Closed gibmat closed 5 months ago
Thanks, taking a look.
update 1: Cannot reproduce on Ubuntu 22.04 host with 6.2 kernel running the test in an LXD sid container nor in a bookworm container.
Aha, I can reproduce if I block my container from accessing the outside world. my container isn't assigned an IPv4 address (which is fortunately an issue I ran into by accident, but allows to reproduce this problem). If I disable my host firewall my LXD container is assigned an IPv4 address and the tests succeed. Not sure if this gives you something useful to work with ... don't know yet if this is a problem on our side.

• **REQUIRED TASK 1**: In the bug thread, what host was used when the first update could not reproduce the problem?

• **AVAILABLE RECORDS**:
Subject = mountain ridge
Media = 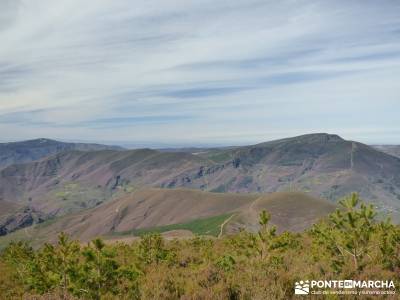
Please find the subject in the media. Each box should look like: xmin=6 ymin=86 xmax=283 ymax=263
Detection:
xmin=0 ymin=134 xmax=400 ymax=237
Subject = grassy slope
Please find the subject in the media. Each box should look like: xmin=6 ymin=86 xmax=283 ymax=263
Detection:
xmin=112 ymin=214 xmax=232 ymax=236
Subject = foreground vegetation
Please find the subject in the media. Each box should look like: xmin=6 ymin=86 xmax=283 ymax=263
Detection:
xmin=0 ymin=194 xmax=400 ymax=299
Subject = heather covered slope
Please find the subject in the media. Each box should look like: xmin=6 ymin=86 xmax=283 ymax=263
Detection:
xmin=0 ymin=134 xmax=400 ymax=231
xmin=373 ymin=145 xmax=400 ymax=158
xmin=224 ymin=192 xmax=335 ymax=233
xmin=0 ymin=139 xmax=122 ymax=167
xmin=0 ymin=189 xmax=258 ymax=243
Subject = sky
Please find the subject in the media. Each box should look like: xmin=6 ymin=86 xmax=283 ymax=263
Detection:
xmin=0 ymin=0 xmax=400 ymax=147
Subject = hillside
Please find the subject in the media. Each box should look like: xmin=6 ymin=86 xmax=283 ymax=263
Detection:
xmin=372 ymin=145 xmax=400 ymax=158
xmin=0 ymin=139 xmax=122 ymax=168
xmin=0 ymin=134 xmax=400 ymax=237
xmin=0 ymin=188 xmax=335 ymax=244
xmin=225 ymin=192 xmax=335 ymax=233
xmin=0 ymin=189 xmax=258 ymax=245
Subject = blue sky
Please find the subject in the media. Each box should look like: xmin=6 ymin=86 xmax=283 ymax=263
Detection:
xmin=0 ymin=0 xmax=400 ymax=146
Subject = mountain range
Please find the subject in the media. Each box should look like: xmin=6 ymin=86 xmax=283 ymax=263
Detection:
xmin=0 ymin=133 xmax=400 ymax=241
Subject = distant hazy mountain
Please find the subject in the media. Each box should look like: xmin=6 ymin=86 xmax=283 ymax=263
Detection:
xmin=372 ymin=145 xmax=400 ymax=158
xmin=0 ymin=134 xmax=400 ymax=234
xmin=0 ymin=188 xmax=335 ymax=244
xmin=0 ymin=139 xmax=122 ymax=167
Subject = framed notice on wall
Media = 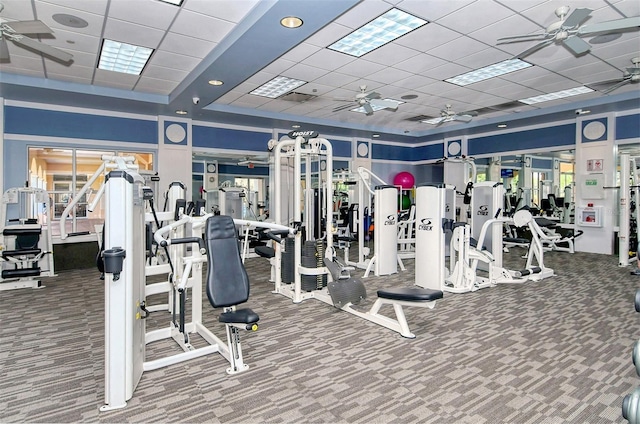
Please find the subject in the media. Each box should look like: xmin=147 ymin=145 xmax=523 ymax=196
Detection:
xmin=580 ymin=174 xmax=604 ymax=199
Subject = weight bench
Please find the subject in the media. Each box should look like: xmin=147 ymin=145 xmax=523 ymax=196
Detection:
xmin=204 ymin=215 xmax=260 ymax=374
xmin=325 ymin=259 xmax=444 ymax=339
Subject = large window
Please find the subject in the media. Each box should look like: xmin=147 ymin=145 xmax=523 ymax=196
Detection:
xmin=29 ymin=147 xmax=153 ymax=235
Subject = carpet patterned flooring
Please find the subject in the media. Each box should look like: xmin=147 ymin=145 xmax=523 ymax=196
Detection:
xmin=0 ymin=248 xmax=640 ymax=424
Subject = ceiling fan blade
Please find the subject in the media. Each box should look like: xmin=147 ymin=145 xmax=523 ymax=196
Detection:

• **REQUIRED TASK 2**: Echo the entries from their first line through the line containing "xmin=0 ymin=0 xmax=400 ymax=147", with both of those lines included. Leave out the pictures.

• **EXERCISE OUTPUT 1**: An Ubuntu 22.04 host with a 6.2 kernel.

• **EXERCISE OUTPUT 2**:
Subject = mountain ridge
Media = 
Please find the subject in the media. Each box should look like: xmin=6 ymin=86 xmax=283 ymax=263
Detection:
xmin=0 ymin=134 xmax=400 ymax=237
Subject = grassy slope
Please find the subject in the media. Each box should look like: xmin=6 ymin=86 xmax=283 ymax=263
Detection:
xmin=112 ymin=214 xmax=232 ymax=236
Subject = foreground vegetation
Please find the subject in the media. Each box should look like: xmin=6 ymin=86 xmax=283 ymax=263
Detection:
xmin=0 ymin=194 xmax=400 ymax=299
Subject = heather covered slope
Please find the subject in the media. Each box should look like: xmin=6 ymin=86 xmax=283 ymax=263
Detection:
xmin=0 ymin=134 xmax=400 ymax=231
xmin=373 ymin=145 xmax=400 ymax=158
xmin=224 ymin=192 xmax=335 ymax=233
xmin=0 ymin=139 xmax=122 ymax=167
xmin=0 ymin=189 xmax=258 ymax=243
Subject = sky
Please find the subject in the media. Each box should look like: xmin=6 ymin=86 xmax=283 ymax=263
Detection:
xmin=0 ymin=0 xmax=400 ymax=147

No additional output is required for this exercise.